### Task statement
Print the part of the ETF FAQ from "Frequently Asked Questions" up to and including "better than VOO?", word for word.
>> Begin Document extract
Frequently Asked Questions

What is the difference between SPY and VOO?

SPY and VOO both track the S&P 500 index, but VOO has a lower expense ratio (0.03% vs SPY's 0.0945%) and a smaller bid-ask spread, making it cheaper for long-term buy-and-hold investors. SPY has higher trading volume and liquidity, which can make it preferable for active traders. Compare SPY vs VOO in full →

What is an ETF overlap score?

An overlap score measures how many holdings two ETFs share. A high overlap score (90%+) means the ETFs hold mostly the same stocks, so owning both provides little additional diversification. Our comparison tool calculates this score to help you avoid redundant positions.

Is VTI better than VOO?

VTI tracks the entire US stock market (including small and mid-cap stocks), while VOO tracks only the S&P 500 (large-cap). VTI offers broader diversification across roughly 3,500 stocks. Both have the same 0.03% expense ratio. VTI is generally preferred by investors who want full US market exposure. Compare VTI vs VOO in full →

How do I compare two ETFs side by side?
>> End Document extract
>> Begin Data provided
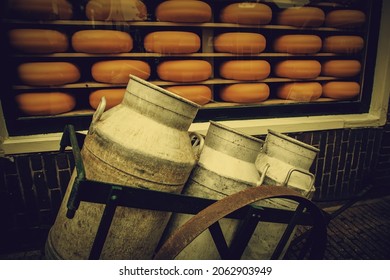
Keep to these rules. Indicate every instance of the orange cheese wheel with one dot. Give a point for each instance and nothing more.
(245, 92)
(245, 70)
(246, 13)
(341, 68)
(172, 42)
(38, 40)
(183, 11)
(45, 103)
(102, 41)
(48, 73)
(240, 42)
(298, 69)
(118, 71)
(191, 70)
(301, 17)
(199, 94)
(298, 44)
(300, 91)
(341, 90)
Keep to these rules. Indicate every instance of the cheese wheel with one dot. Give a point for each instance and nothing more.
(199, 94)
(116, 10)
(102, 41)
(191, 70)
(245, 70)
(118, 71)
(38, 40)
(240, 42)
(341, 68)
(113, 96)
(298, 44)
(300, 91)
(301, 17)
(45, 103)
(341, 90)
(245, 92)
(298, 69)
(172, 42)
(246, 13)
(191, 11)
(345, 44)
(48, 73)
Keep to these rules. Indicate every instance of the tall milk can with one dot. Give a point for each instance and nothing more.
(143, 142)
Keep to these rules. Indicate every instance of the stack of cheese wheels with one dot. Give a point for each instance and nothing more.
(116, 10)
(38, 40)
(172, 42)
(190, 11)
(245, 93)
(298, 69)
(187, 70)
(102, 41)
(48, 73)
(245, 70)
(45, 103)
(300, 91)
(301, 17)
(246, 13)
(199, 94)
(298, 44)
(240, 42)
(118, 71)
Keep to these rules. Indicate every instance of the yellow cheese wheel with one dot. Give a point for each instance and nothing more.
(298, 44)
(245, 92)
(199, 94)
(118, 71)
(245, 70)
(48, 73)
(341, 68)
(301, 17)
(298, 69)
(341, 89)
(38, 40)
(246, 13)
(240, 42)
(45, 103)
(102, 41)
(300, 91)
(183, 11)
(191, 70)
(172, 42)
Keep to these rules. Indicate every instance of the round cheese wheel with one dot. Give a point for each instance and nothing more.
(245, 92)
(191, 70)
(183, 11)
(298, 69)
(199, 94)
(45, 103)
(300, 91)
(345, 18)
(116, 10)
(102, 41)
(38, 40)
(240, 42)
(246, 13)
(48, 73)
(172, 42)
(341, 89)
(301, 17)
(245, 70)
(346, 44)
(118, 71)
(341, 68)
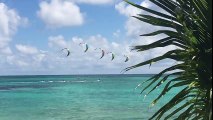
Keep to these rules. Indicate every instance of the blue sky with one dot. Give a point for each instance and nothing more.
(32, 33)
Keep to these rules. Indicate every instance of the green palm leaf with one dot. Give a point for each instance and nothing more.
(190, 23)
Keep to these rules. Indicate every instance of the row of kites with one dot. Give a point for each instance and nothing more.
(103, 53)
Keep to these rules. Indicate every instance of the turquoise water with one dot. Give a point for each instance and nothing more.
(75, 98)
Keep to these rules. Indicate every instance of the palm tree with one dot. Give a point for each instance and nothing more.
(190, 23)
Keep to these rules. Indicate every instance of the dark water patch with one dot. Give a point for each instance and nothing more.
(15, 87)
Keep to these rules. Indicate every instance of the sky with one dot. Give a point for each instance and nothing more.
(33, 32)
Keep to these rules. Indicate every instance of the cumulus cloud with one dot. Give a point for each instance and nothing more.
(26, 49)
(60, 13)
(9, 23)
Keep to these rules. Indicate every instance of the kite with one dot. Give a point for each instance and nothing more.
(113, 55)
(86, 45)
(127, 58)
(68, 51)
(103, 52)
>> End Data provided
### Finished task
Frequently Asked Questions

What is the difference between SPY and VOO?

SPY and VOO both track the S&P 500 index, but VOO has a lower expense ratio (0.03% vs SPY's 0.0945%) and a smaller bid-ask spread, making it cheaper for long-term buy-and-hold investors. SPY has higher trading volume and liquidity, which can make it preferable for active traders. Compare SPY vs VOO in full →

What is an ETF overlap score?

An overlap score measures how many holdings two ETFs share. A high overlap score (90%+) means the ETFs hold mostly the same stocks, so owning both provides little additional diversification. Our comparison tool calculates this score to help you avoid redundant positions.

Is VTI better than VOO?